◆ DO THIS ◆
Rewrite the data below as a JSON list of strings, one string per line, with blank lines omitted.

____

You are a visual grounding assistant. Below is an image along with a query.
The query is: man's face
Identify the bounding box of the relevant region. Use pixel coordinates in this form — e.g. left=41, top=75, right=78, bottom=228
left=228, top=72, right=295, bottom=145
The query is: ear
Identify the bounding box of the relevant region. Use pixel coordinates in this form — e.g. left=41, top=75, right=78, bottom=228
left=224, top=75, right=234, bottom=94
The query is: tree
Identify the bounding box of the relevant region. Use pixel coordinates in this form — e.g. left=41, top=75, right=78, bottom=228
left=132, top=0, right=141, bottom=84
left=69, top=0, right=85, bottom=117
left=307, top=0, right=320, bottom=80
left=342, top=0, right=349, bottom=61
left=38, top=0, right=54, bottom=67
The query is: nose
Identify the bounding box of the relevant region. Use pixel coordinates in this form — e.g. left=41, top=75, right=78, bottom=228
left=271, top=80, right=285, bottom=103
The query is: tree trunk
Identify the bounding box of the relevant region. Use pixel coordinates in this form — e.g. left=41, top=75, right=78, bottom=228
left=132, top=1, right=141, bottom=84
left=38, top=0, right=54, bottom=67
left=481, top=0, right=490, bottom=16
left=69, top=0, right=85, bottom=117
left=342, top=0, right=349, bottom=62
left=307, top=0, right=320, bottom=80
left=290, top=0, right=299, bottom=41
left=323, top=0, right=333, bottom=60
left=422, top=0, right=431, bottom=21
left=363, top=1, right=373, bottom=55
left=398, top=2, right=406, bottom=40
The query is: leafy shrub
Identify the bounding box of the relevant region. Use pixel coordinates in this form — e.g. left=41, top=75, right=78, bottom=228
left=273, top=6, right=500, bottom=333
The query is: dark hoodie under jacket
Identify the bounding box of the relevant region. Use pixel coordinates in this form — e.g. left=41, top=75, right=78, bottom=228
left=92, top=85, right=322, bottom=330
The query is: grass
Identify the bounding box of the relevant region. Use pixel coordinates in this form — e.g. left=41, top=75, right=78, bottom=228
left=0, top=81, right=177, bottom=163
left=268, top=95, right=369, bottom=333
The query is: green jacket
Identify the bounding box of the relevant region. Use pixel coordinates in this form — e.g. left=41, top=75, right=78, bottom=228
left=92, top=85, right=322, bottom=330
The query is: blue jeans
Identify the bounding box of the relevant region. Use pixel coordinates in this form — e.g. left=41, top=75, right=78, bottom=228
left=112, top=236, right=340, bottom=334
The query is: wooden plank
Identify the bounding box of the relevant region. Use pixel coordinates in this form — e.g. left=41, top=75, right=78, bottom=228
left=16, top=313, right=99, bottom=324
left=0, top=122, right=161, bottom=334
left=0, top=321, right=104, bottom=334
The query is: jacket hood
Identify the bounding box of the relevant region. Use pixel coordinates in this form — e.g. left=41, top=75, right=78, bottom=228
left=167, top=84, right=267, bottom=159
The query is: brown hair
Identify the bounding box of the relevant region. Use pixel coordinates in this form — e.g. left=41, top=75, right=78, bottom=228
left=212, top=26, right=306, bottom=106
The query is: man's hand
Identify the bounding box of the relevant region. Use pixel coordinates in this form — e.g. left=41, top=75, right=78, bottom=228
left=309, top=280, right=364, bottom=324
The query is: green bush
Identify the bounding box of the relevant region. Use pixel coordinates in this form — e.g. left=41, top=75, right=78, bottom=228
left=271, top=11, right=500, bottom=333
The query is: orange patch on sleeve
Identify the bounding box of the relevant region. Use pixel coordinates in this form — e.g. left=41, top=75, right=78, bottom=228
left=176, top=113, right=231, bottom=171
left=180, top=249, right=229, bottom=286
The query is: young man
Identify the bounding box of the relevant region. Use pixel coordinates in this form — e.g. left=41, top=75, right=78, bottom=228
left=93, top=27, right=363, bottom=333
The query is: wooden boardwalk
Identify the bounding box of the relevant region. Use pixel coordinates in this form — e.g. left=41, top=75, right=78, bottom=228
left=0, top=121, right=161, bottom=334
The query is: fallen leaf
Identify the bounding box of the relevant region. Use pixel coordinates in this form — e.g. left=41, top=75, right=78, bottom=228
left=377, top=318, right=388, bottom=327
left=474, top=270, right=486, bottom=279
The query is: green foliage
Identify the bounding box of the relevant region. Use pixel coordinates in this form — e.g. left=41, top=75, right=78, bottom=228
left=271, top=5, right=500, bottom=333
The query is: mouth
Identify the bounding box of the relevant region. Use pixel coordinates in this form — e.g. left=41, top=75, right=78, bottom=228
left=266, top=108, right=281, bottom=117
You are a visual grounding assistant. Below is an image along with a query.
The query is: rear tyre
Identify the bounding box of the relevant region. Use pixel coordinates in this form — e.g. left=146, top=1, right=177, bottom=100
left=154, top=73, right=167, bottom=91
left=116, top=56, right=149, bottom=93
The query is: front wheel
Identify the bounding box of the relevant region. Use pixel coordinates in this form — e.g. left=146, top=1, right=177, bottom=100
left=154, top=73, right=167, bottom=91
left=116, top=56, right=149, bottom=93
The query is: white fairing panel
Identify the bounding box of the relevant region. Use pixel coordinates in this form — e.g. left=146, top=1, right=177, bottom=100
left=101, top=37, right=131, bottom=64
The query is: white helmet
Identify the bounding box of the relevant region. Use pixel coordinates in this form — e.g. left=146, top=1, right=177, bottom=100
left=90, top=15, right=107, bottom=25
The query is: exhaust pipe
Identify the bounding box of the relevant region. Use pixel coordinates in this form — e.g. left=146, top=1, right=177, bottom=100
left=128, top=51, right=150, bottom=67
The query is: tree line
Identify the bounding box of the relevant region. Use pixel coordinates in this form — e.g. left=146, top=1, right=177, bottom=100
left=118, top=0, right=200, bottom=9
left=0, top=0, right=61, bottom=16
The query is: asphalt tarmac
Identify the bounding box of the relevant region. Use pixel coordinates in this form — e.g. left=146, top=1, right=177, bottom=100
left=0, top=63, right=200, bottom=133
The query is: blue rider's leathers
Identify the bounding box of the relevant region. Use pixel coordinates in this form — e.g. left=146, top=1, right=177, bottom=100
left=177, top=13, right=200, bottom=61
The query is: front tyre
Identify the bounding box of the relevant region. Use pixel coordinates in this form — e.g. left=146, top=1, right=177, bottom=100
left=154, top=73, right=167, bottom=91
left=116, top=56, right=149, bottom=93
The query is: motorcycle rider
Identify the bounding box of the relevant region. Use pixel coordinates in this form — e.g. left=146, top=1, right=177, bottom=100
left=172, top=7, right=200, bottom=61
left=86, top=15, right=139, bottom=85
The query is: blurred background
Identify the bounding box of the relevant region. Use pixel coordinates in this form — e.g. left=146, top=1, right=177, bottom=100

____

◆ COMPLETED TASK ◆
[
  "You are a visual grounding assistant. Below is an image along with a query.",
  "The query is: man's face",
  "Identify the bounding box of the relevant region. Use pixel coordinates in this form — e.g. left=41, top=75, right=78, bottom=228",
  "left=228, top=72, right=295, bottom=145",
  "The query is: ear",
  "Identify the bounding box of the relevant region. Use pixel coordinates in this form — e.g. left=41, top=75, right=78, bottom=228",
  "left=224, top=75, right=234, bottom=94",
  "The query is: tree",
  "Identify the bounding box of the relevant region. Use pixel coordinates in this form — e.g. left=41, top=75, right=78, bottom=228",
  "left=132, top=0, right=141, bottom=84",
  "left=69, top=0, right=85, bottom=117",
  "left=307, top=0, right=320, bottom=80",
  "left=342, top=0, right=349, bottom=61",
  "left=38, top=0, right=54, bottom=67",
  "The query is: nose",
  "Identify the bounding box of the relevant region. Use pixel coordinates in this form — e.g. left=41, top=75, right=78, bottom=228",
  "left=271, top=80, right=285, bottom=103",
  "The query is: tree trunk",
  "Identify the bounding box of the relevant region. Use pixel coordinates in this form — e.g. left=41, top=75, right=78, bottom=228",
  "left=132, top=1, right=141, bottom=84",
  "left=38, top=0, right=54, bottom=67",
  "left=481, top=0, right=490, bottom=16",
  "left=69, top=0, right=85, bottom=117",
  "left=342, top=0, right=349, bottom=62",
  "left=307, top=0, right=320, bottom=80",
  "left=290, top=0, right=299, bottom=41",
  "left=323, top=0, right=333, bottom=60",
  "left=422, top=0, right=431, bottom=21",
  "left=363, top=1, right=373, bottom=55",
  "left=398, top=2, right=406, bottom=40",
  "The query is: leafy shrub",
  "Identify the bounding box of the relevant region. Use pixel coordinates in this form — e.g. left=41, top=75, right=78, bottom=228",
  "left=273, top=6, right=500, bottom=333",
  "The query is: dark hoodie under jacket",
  "Identify the bounding box of the relevant region. Use pixel coordinates in this form — e.g. left=41, top=75, right=78, bottom=228",
  "left=92, top=85, right=322, bottom=330",
  "The query is: grass",
  "Identify the bounding box of the relevant region. Use pixel coordinates in this form — e.g. left=41, top=75, right=78, bottom=228",
  "left=0, top=81, right=177, bottom=163",
  "left=268, top=95, right=369, bottom=333",
  "The query is: green jacket",
  "Identify the bounding box of the relevant region. Use pixel coordinates in this form — e.g. left=41, top=75, right=78, bottom=228",
  "left=92, top=85, right=322, bottom=330",
  "The query is: blue jeans",
  "Identify the bounding box of the relevant region. Use pixel coordinates in this form — e.g. left=41, top=75, right=78, bottom=228",
  "left=112, top=236, right=340, bottom=334",
  "The query is: wooden plank",
  "Identify the bounding box of the relevant region. Use pixel coordinates in this form — e.g. left=41, top=75, right=78, bottom=228",
  "left=16, top=313, right=99, bottom=324",
  "left=0, top=122, right=161, bottom=334",
  "left=0, top=321, right=104, bottom=334",
  "The query is: jacket hood",
  "Identify the bounding box of the relevant region. Use pixel coordinates in this form — e.g. left=41, top=75, right=78, bottom=228",
  "left=167, top=84, right=267, bottom=159",
  "The query is: brown hair",
  "Identify the bounding box of the relevant region. Use pixel coordinates in this form — e.g. left=41, top=75, right=78, bottom=228",
  "left=212, top=26, right=306, bottom=106",
  "The query is: man's hand",
  "Identify the bounding box of the relevant region. Use pixel coordinates in this form — e.g. left=41, top=75, right=78, bottom=228",
  "left=309, top=280, right=364, bottom=324",
  "The query is: green bush",
  "Identify the bounding box of the relevant region. Use pixel coordinates in this form — e.g. left=41, top=75, right=78, bottom=228",
  "left=271, top=11, right=500, bottom=333",
  "The query is: orange patch on sleeve",
  "Identify the bounding box of the relevant region. Use pixel coordinates in this form — e.g. left=41, top=75, right=78, bottom=228",
  "left=176, top=113, right=231, bottom=171",
  "left=180, top=249, right=229, bottom=286",
  "The query is: young man",
  "Identify the bounding box of the relevant region. Use pixel coordinates in this form — e.g. left=41, top=75, right=78, bottom=228",
  "left=93, top=27, right=363, bottom=333",
  "The query is: wooden boardwalk",
  "Identify the bounding box of the relevant region. Use pixel coordinates in this form — e.g. left=41, top=75, right=78, bottom=228",
  "left=0, top=121, right=161, bottom=334",
  "The query is: fallen leaf",
  "Identify the bounding box of the relevant region. Use pixel coordinates in this form — e.g. left=41, top=75, right=78, bottom=228",
  "left=377, top=318, right=388, bottom=327",
  "left=474, top=270, right=486, bottom=279",
  "The query is: green foliage",
  "Identify the bounding box of the relevant region. Use pixel coordinates in this form — e.g. left=41, top=75, right=78, bottom=228",
  "left=271, top=5, right=500, bottom=333",
  "The query is: mouth",
  "Identify the bounding box of the relevant region. Use pixel coordinates in this form — e.g. left=41, top=75, right=78, bottom=228",
  "left=266, top=108, right=281, bottom=117",
  "You are a visual grounding assistant. Below is an image along with a query.",
  "The query is: rear tyre",
  "Identify the bounding box of the relevant region. Use pixel coordinates in this form — e.g. left=146, top=1, right=177, bottom=100",
  "left=154, top=73, right=167, bottom=91",
  "left=116, top=56, right=149, bottom=93",
  "The query is: front wheel",
  "Identify the bounding box of the relevant region. Use pixel coordinates in this form — e.g. left=146, top=1, right=177, bottom=100",
  "left=154, top=73, right=167, bottom=91",
  "left=116, top=56, right=149, bottom=93",
  "The query is: white fairing panel",
  "Identify the bounding box of the relevant region. Use pixel coordinates in this form — e.g. left=146, top=1, right=177, bottom=100",
  "left=101, top=37, right=131, bottom=64",
  "The query is: white helmet",
  "Identify the bounding box of the relevant region. Use pixel coordinates in this form — e.g. left=146, top=1, right=177, bottom=100",
  "left=90, top=15, right=107, bottom=25",
  "The query is: exhaust pipe",
  "Identify the bounding box of the relevant region. Use pixel coordinates in this form — e.g. left=146, top=1, right=177, bottom=100",
  "left=128, top=51, right=150, bottom=67",
  "The query is: tree line",
  "Identify the bounding box of the relevant region. Use pixel coordinates in this form — e.g. left=146, top=1, right=177, bottom=100",
  "left=118, top=0, right=200, bottom=9",
  "left=0, top=0, right=61, bottom=16",
  "The query is: asphalt tarmac",
  "Identify the bounding box of the relevant region. Use pixel coordinates in this form — e.g. left=146, top=1, right=177, bottom=100",
  "left=0, top=63, right=200, bottom=133",
  "The query is: blue rider's leathers",
  "Identify the bounding box of the relevant region. Use pixel coordinates in this form — e.g. left=146, top=1, right=177, bottom=100",
  "left=177, top=13, right=200, bottom=61",
  "The query is: front tyre",
  "Identify the bounding box of the relevant region. Use pixel coordinates in this form — e.g. left=146, top=1, right=177, bottom=100",
  "left=154, top=73, right=167, bottom=91",
  "left=116, top=56, right=149, bottom=93",
  "The query is: motorcycle rider",
  "Identify the bounding box of the relevant region. Use pixel coordinates in this form — e.g. left=146, top=1, right=177, bottom=100",
  "left=172, top=7, right=200, bottom=61",
  "left=86, top=15, right=139, bottom=85",
  "The query is: blurred background",
  "Identify the bounding box of the relevant region. Use pixel coordinates in this form — e.g. left=146, top=1, right=177, bottom=100"
]